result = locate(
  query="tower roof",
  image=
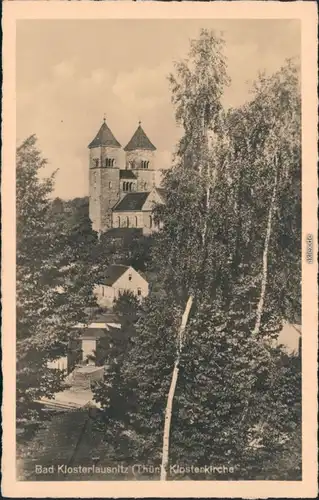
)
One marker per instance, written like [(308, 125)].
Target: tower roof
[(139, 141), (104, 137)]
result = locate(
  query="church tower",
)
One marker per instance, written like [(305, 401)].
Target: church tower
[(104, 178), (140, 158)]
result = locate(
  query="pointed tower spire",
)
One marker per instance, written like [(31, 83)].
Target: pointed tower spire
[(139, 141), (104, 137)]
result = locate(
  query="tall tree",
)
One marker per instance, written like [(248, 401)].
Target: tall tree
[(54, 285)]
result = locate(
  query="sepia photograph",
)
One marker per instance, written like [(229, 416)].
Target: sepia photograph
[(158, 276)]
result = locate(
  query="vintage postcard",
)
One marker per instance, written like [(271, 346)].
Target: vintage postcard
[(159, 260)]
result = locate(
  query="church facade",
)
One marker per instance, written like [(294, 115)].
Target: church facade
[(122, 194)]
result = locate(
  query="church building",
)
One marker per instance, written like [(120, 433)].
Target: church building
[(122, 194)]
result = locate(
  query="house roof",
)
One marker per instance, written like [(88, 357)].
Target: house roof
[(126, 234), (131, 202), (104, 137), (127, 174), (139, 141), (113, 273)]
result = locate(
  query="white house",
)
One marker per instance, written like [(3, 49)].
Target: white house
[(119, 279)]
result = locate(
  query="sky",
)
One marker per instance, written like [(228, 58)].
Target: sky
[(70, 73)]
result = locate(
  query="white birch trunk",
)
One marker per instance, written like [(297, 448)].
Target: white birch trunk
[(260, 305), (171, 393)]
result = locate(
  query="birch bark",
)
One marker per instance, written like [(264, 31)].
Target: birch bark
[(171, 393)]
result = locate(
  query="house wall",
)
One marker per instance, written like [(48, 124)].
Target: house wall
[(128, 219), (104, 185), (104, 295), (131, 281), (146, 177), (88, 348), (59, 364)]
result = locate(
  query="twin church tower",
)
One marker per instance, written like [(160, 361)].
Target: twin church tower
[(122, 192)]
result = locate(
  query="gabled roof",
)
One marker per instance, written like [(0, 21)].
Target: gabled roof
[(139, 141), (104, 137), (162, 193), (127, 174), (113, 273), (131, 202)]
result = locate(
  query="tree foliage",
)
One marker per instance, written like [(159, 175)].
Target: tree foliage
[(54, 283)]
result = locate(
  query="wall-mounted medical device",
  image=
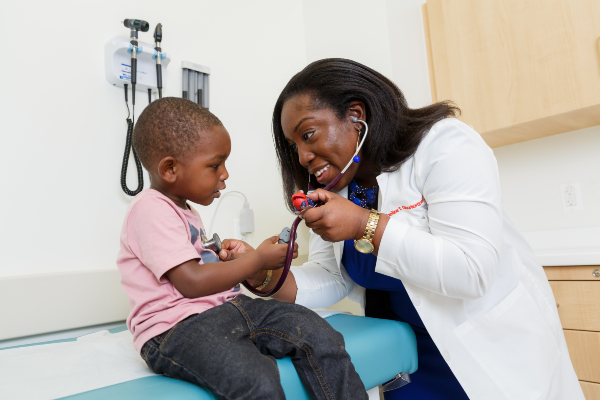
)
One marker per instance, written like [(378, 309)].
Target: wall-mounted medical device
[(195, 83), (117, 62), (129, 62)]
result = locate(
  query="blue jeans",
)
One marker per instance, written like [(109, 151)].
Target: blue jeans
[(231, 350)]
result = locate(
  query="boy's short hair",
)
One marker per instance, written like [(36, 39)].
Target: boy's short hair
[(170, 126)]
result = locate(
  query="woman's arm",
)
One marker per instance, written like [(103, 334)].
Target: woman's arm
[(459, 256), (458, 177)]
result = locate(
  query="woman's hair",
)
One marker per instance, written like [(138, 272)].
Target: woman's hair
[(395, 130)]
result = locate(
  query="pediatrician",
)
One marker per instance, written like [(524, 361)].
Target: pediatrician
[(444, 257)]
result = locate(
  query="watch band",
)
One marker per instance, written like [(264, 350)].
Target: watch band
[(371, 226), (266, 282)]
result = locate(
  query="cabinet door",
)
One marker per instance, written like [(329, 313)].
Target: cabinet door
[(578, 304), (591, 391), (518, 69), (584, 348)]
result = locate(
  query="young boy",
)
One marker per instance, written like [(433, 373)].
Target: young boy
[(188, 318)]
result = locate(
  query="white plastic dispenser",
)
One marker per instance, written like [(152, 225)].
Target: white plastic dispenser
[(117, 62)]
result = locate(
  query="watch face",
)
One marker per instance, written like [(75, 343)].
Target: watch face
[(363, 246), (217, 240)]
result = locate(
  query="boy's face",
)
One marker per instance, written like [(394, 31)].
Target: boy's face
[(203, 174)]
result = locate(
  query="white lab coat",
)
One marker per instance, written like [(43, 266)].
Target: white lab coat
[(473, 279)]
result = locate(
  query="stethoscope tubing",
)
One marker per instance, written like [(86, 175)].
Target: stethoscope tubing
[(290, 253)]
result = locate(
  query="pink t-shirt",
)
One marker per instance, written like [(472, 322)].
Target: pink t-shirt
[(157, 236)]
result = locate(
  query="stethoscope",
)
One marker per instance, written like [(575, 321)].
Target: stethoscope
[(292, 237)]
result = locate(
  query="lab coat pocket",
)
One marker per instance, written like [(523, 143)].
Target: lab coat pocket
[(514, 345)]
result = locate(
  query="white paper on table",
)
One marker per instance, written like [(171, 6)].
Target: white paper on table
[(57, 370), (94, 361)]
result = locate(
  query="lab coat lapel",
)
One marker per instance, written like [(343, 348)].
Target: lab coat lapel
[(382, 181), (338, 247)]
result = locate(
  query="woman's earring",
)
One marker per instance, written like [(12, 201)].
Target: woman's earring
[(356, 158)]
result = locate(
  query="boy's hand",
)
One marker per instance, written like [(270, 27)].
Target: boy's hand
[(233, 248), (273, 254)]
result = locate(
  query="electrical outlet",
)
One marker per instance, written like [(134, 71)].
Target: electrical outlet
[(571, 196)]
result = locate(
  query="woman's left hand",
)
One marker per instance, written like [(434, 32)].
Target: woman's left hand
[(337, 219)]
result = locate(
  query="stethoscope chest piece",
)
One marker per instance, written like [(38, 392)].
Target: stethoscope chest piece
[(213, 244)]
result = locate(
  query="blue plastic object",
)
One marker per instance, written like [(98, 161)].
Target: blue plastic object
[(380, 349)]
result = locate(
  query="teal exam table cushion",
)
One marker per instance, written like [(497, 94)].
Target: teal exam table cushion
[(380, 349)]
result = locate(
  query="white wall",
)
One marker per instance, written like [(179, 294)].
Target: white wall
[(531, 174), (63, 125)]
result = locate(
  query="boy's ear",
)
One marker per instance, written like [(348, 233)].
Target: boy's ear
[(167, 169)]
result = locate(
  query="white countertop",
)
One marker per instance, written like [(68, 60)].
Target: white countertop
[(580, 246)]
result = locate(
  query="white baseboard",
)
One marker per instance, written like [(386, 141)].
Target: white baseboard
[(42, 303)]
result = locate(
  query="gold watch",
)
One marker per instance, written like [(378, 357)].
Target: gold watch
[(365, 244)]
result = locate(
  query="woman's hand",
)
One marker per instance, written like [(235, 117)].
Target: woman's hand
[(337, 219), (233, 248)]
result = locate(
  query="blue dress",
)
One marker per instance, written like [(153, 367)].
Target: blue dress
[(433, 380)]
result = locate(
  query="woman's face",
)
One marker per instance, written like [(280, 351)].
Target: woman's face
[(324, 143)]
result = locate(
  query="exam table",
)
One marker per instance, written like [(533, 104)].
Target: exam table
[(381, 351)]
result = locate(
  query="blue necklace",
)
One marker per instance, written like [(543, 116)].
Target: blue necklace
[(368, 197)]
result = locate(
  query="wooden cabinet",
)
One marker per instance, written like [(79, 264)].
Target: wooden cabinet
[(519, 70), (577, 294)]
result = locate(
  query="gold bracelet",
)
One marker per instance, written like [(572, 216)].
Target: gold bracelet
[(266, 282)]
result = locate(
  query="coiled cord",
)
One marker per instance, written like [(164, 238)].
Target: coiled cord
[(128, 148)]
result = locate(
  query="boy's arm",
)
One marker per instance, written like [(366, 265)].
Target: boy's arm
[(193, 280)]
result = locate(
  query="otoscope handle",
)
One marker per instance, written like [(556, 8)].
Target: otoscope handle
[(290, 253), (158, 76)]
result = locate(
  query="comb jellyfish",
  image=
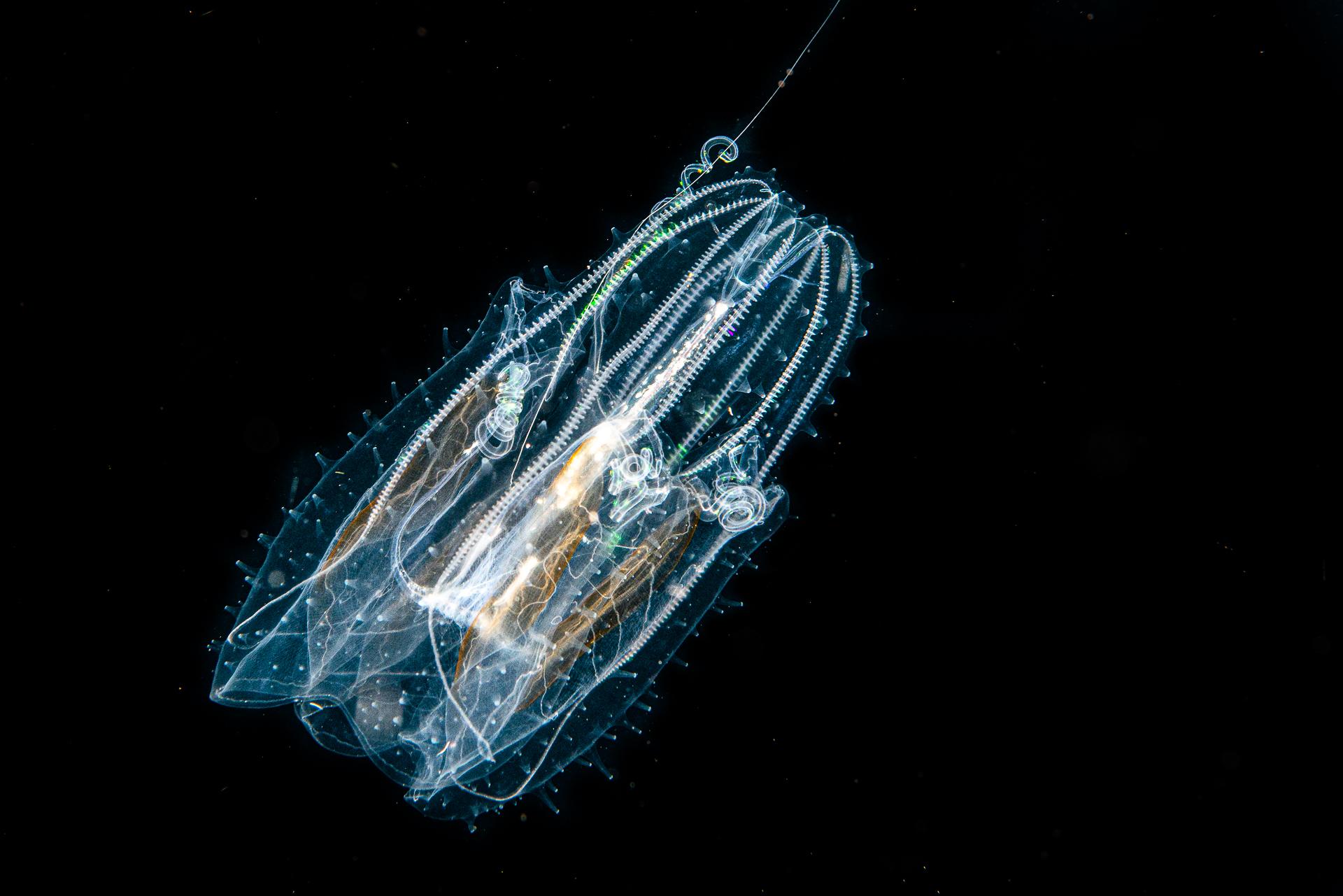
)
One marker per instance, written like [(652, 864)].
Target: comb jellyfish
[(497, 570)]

...

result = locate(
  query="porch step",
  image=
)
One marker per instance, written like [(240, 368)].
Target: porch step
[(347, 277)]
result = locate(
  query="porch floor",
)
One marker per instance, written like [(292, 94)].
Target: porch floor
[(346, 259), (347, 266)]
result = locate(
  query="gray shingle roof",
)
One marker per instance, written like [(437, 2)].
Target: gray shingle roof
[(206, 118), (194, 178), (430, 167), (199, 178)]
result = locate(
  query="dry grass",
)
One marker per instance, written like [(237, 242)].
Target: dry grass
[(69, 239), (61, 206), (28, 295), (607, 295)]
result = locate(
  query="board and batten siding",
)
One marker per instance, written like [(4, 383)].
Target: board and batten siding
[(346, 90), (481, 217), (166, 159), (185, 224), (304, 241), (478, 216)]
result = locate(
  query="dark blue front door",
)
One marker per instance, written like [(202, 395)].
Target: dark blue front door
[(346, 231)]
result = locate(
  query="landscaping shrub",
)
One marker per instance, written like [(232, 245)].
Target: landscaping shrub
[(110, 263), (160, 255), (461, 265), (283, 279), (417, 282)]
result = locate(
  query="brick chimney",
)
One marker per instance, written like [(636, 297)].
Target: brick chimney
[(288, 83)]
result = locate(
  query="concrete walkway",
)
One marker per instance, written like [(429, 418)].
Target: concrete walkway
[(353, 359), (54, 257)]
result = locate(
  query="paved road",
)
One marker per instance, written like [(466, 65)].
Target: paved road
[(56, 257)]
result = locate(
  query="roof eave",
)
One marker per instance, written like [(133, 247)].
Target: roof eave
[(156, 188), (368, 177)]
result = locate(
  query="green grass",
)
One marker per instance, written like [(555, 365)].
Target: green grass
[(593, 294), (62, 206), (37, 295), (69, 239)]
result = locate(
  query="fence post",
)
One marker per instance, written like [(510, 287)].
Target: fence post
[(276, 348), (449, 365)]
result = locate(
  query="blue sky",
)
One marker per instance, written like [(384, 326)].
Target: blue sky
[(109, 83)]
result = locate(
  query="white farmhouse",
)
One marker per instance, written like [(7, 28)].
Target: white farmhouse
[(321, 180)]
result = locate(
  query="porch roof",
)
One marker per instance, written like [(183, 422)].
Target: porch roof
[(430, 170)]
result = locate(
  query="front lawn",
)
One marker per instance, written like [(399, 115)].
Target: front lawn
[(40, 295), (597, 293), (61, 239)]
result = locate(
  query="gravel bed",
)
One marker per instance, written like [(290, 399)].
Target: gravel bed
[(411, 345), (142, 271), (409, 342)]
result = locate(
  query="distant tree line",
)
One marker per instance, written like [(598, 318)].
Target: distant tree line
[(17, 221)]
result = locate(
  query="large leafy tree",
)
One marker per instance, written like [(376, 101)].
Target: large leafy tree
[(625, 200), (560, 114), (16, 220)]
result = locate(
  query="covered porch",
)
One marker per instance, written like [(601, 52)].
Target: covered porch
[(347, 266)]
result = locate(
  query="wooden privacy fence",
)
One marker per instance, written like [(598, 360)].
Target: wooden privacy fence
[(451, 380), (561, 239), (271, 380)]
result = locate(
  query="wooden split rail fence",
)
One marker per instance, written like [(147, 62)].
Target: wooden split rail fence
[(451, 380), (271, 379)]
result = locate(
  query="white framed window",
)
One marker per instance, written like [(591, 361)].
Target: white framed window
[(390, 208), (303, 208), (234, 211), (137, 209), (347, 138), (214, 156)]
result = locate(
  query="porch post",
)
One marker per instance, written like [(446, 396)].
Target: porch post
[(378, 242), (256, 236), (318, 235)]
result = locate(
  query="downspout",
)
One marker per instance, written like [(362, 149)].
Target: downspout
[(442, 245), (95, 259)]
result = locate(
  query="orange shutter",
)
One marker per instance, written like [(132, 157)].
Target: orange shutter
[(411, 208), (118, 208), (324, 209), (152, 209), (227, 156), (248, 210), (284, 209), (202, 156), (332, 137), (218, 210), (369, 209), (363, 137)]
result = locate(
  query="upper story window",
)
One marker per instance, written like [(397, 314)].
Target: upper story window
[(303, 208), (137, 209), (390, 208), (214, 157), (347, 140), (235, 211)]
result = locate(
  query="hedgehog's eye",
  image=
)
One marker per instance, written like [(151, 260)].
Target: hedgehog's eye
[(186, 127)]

Exercise directions =
How many lines of the listing above contain the string "large"? Case counts. Reply with the number alone.

The reply =
2